Your task - Write the entries out in full, matching them exactly.

-------- Information given

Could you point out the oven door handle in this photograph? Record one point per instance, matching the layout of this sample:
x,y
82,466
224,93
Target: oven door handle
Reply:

----------------

Solution for this exercise -
Could you point out the oven door handle in this photograph? Record one point per instance, matching the layout of this sample:
x,y
82,466
224,93
Target: oven door handle
Reply:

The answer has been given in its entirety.